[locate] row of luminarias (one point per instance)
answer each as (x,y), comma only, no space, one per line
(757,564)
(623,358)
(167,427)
○ ○ ○ ○ ○ ○ ○
What you are asked to do
Set down the records again in full. Match them exactly.

Response area
[locate] row of luminarias (one point per instance)
answer each as (x,y), comma only, no space, one per line
(757,564)
(623,358)
(167,427)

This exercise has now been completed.